> [EXTRACTED RECORDS]:
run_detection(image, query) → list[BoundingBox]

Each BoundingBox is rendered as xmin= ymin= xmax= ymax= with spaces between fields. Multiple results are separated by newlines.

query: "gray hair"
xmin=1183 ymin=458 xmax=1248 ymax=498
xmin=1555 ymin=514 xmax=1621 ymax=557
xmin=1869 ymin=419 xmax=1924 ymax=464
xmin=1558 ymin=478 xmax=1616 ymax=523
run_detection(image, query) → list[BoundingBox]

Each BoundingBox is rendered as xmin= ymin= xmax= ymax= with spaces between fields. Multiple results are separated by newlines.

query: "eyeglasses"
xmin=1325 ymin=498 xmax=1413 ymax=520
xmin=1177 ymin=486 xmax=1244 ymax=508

> [DIRECTIONS FOR THIS TASK]: Set every record down again, exactly as given.

> [ANSWER TO THIS PROBLEM]:
run_detection(image, query) → list[BoundingBox]

Each BoundingBox is rendered as xmin= ymin= xmax= ymax= with spaces between fields. Multiple results are separated by newlines.

query: "gray hair"
xmin=1183 ymin=458 xmax=1248 ymax=498
xmin=1555 ymin=514 xmax=1621 ymax=557
xmin=1869 ymin=419 xmax=1924 ymax=464
xmin=1558 ymin=478 xmax=1616 ymax=523
run_detection(image, query) → list[BoundingBox]

Each BoundingBox is rendered as xmin= ymin= xmax= ymax= with spaces between fields. Multiple results are separated by newlines.

query: "eyeglasses"
xmin=1325 ymin=498 xmax=1413 ymax=520
xmin=1177 ymin=486 xmax=1244 ymax=508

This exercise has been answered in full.